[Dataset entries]
##########

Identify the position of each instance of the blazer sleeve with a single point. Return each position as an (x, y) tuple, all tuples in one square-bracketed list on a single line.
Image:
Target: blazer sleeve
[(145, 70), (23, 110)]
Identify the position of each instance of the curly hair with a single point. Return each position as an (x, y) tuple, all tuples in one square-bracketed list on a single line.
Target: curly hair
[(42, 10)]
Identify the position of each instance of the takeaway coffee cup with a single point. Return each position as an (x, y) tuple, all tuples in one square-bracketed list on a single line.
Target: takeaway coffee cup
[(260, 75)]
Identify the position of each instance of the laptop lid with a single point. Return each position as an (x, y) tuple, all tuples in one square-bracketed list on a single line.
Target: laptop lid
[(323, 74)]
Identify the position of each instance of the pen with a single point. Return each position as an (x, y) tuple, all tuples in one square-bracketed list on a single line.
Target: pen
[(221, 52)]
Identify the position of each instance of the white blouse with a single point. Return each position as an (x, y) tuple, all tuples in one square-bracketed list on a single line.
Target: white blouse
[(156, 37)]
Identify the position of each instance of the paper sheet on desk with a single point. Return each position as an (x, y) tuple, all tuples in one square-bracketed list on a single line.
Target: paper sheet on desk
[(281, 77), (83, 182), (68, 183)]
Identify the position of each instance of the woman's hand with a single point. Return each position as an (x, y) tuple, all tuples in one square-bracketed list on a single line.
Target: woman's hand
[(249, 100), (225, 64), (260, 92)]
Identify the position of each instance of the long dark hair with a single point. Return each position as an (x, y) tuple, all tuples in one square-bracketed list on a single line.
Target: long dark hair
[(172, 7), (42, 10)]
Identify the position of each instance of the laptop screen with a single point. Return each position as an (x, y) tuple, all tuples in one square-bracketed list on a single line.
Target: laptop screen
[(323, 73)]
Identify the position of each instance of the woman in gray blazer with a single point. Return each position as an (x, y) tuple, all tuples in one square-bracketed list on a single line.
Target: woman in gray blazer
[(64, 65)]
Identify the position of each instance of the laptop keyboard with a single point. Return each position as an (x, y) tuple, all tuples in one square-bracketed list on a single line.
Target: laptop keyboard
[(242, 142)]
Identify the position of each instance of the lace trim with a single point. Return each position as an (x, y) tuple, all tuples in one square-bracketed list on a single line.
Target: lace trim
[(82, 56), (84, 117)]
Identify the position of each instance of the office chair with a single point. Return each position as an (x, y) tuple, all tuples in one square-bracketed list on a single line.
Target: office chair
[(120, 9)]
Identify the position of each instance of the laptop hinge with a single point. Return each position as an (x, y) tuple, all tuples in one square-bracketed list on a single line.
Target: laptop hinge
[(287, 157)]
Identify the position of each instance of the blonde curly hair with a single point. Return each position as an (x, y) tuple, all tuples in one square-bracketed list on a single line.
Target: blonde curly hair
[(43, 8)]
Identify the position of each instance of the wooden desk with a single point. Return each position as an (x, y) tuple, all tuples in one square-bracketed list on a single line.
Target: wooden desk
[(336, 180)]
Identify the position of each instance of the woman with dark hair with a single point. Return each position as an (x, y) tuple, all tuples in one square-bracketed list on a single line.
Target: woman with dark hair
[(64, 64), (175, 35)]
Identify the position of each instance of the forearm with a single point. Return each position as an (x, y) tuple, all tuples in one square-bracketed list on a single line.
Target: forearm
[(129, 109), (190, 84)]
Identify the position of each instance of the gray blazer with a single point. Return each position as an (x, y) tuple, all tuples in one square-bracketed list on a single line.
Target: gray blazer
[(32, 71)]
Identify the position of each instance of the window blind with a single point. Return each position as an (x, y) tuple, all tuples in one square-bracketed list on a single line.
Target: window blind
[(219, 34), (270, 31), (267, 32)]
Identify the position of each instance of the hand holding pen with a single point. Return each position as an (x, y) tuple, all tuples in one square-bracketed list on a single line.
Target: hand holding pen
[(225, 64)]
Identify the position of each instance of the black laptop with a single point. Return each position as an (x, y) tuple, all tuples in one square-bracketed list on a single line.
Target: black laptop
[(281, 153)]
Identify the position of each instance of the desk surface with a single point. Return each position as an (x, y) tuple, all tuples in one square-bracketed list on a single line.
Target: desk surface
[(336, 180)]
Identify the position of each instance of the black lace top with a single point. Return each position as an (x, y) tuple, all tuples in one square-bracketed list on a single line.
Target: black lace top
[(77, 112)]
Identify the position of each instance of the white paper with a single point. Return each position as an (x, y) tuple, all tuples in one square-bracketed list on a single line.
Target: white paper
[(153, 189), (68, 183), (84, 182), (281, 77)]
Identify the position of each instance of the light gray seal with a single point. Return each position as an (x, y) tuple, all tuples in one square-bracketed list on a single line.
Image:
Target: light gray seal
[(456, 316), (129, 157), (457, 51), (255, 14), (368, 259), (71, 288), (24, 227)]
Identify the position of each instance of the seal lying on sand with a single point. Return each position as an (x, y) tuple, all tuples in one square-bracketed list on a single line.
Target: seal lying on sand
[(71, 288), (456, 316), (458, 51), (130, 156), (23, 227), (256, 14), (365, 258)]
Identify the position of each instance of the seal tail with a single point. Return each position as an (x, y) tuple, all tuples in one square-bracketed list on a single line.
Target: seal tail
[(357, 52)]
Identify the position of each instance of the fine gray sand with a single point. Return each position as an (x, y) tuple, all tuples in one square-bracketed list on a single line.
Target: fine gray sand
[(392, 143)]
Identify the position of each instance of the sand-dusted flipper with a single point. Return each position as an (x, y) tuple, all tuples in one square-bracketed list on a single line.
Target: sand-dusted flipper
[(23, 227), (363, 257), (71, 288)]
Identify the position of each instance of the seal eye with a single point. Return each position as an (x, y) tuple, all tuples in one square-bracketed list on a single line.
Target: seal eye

##########

Retype each record above so that every word stays exactly the same.

Identify the position of each instance of the blazer sleeve with a single point. Return each position as an (x, y) tuple, all tuples in one square-bracketed list on a single line.
Image:
Target: blazer sleeve
[(145, 70), (23, 110)]
Identify the position of each instance of the curly hair with a single point. Return each position as an (x, y) tuple, all tuples in one square-bracketed list on a single line.
Target: curly hair
[(42, 10)]
Identify the position of each instance of the takeaway coffee cup with a single point. Return each position as an (x, y) tuple, all tuples in one square-bracketed list on a single line.
Target: takeaway coffee cup
[(260, 75)]
Identify the position of each instance of the laptop lid with a single point. Return each position as an (x, y) tuple, all tuples in one square-bracketed list on a single line.
Target: laptop lid
[(323, 74)]
Identify the position of each instance of the pen with a single point. Return each position as an (x, y) tuple, all tuples in one square-bracketed list on a single line.
Target: pen
[(221, 52)]
Identify the position of each instance of the white blouse with a single point. Return each position as an (x, y) tuple, all tuples in one square-bracketed list on a single line.
Target: white blouse
[(156, 37)]
Identify the position of each instance of the paper sheet on desk with a single point. Return each position as an (x, y) tuple, all tuples in one square-bracketed list on a single line.
Target: paper sheet on desk
[(281, 77), (83, 182), (68, 183)]
Identify the position of each instance of the woman's hand with a single point. Return each position as an (x, y) tuple, all tuples in one square-bracketed list on a single line.
Target: woman's hand
[(249, 100), (225, 64), (260, 92)]
Identify the position of each instance of the long dark hair with a single point. Return each position as an (x, y) tuple, all tuples in one square-bracketed list on a single line.
Target: long dark hair
[(172, 7), (42, 10)]
Identify the position of each instance of the laptop screen with a single point. Return each position as an (x, y) tuple, all tuples in one square-bracketed list on a single line.
Target: laptop screen
[(323, 73)]
Identify the position of each instance of the woman in gray blazer with a single point. Return each position as an (x, y) tuple, all tuples in one square-bracketed list on a single line.
Target: woman in gray blazer
[(64, 65)]
Identify the position of each instance of the laptop keyboard with a single point. Return each position as an (x, y) tuple, all tuples in one square-bracketed list on a single line.
Target: laptop keyboard
[(242, 142)]
Identify the position of each instance of the lace trim with a single point. Return each position as an (x, y) tuple, all tuples in one square-bracketed list on a single line.
Target: lace trim
[(82, 56), (84, 117)]
Identify the position of each instance of the office chair with a single point. Return each position as an (x, y) tuple, all tuples in one square-bracketed list on a single line.
Target: office chair
[(120, 9)]
Identify the position of each instance of the laptop hinge with a single point. Return each position as an (x, y) tuple, all tuples in one square-bracketed list on a single line.
Target: laptop hinge
[(287, 157)]
Identify the position of each instance of the blonde curly hair with a single point. Return each position as an (x, y) tuple, all tuples in one square-bracketed list on a single line.
Target: blonde curly hair
[(43, 8)]
Identify the position of each instance of the wooden desk with a single point. Return each position as an (x, y) tuple, all tuples in one square-bracketed list on a single line.
Target: wooden desk
[(336, 180)]
Identify the position of each instance of the woman with dark hair with a single point. Return each position as an (x, y) tuple, all tuples in one square-bracketed list on a single line.
Target: woman with dark hair
[(64, 64), (175, 35)]
Identify the position of each instance of the forearm with a single point. Return each position as an (x, y) tuple, all tuples in one square-bracketed list on a single line.
Target: forearm
[(129, 109), (190, 84)]
Identify the position of each instance of the gray blazer with a single point. Return each position as an (x, y) tuple, all tuples in one square-bracketed list on a single line.
Target: gray blazer
[(32, 71)]
Identify the position of each instance of the window blind with a single point. Return each position as an (x, y) tuple, all tuples in one square-bracketed list on a single line.
Target: window blind
[(219, 34), (270, 31), (267, 32)]
Identify the position of each instance of the hand holding pen with a single point. Return each position as an (x, y) tuple, all tuples in one square-bracketed list on a single line.
Target: hand holding pen
[(225, 64)]
Identify the position of each instance of the black laptop with a single point. Return each position as an (x, y) tuple, all tuples in one square-bracketed list on a single line.
Target: black laptop
[(281, 153)]
Identify the position of each instance of the desk surface with a single point. Return each position as an (x, y) tuple, all tuples in one square-bracketed list on a single line.
Target: desk surface
[(336, 180)]
Identify the position of each instance of the black lace top with a single point. Return each position as an (x, y) tuple, all tuples in one square-bracketed list on a single line.
Target: black lace top
[(77, 112)]
Identify the position of each instance of the white paper with a single point. Return each position as an (x, y) tuple, all tuples in one square-bracketed list on a single line.
Target: white paper
[(153, 189), (68, 183), (84, 182), (281, 77)]
Identify the position of each instance of the light gray seal with a single point. Return each position as an (x, y) tuple, all tuples in one square-bracketed list on a single line.
Image:
Target: light gray seal
[(456, 316), (129, 157), (457, 51), (255, 14), (368, 259), (71, 288), (24, 227)]
Identify the position of each instance of the seal lying on sand with a single point. Return each position as an (x, y) tuple, all tuples in one square-bracketed list on a single line.
Target: seal lying on sand
[(71, 288), (456, 316), (458, 51), (130, 156), (23, 227), (256, 14), (365, 258)]
Identify the position of each instance of the seal tail with a single point. Return each position as an (x, y) tuple, all tuples in one square-bracketed list on a single line.
Target: seal tail
[(357, 52)]
Identify the position of each instance of the fine gray sand with a single point. Return each position as an (x, y) tuple, all tuples in one square-bracketed list on a single line.
Target: fine gray sand
[(392, 143)]
Identify the position of each instance of the sand-dusted flipper with a single point. Return each position as an (x, y) tuple, all tuples in one square-bracketed list on a single line.
Target: sand-dusted flipper
[(23, 227), (363, 257), (71, 288)]
Identify the position of each instance of the seal eye with a single point. Return each position as an (x, y) tuple, all tuples in one square-bracketed list on a single line.
Target: seal eye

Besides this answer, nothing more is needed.